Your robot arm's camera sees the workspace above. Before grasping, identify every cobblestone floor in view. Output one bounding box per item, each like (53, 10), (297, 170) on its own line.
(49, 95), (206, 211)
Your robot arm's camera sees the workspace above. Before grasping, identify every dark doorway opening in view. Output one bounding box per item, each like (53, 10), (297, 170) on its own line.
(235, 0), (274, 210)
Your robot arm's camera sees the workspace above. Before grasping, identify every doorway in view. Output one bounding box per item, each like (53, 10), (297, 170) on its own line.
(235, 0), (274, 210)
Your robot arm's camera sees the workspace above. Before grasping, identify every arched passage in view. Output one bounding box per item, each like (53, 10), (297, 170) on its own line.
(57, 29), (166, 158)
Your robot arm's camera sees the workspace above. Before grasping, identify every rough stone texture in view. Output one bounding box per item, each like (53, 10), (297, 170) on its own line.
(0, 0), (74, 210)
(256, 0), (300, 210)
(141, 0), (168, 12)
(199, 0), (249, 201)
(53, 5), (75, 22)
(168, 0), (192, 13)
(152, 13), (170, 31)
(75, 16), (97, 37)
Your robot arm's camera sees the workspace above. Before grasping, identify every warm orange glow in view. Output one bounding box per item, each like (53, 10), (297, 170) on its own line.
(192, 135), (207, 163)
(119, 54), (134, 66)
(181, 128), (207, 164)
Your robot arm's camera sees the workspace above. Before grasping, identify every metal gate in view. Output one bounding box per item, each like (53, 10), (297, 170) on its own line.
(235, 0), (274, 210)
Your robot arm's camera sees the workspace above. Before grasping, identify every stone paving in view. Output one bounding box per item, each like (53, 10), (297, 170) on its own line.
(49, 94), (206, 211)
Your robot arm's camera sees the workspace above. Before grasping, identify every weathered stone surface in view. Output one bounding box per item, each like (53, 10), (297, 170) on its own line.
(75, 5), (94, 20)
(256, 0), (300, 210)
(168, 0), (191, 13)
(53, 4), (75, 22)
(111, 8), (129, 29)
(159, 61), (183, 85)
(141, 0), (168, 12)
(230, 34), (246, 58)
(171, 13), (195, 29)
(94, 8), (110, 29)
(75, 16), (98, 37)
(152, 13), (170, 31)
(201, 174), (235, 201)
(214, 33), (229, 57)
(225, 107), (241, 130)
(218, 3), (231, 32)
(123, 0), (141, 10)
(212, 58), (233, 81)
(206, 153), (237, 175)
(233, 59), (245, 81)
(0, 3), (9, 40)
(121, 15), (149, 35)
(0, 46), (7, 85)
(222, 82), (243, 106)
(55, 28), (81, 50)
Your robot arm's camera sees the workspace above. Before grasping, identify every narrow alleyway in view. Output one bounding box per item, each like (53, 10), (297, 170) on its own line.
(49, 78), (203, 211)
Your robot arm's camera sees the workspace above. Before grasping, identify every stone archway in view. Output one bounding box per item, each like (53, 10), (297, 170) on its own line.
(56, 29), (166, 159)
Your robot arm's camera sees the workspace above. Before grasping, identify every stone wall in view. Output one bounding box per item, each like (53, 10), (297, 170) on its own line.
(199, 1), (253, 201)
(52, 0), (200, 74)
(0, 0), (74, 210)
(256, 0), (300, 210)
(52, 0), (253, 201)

= = = =

*Given instruction*. Write out the records above word for word, from the first line through the line that contains "(49, 95), (206, 211)", including both of those lines.

*Problem solution*.
Your robot arm's camera sees the workspace above. Before grasping, identify every cobblestone floor in view. Output one bounding box per item, each like (53, 10), (297, 170) on its own line.
(49, 95), (206, 211)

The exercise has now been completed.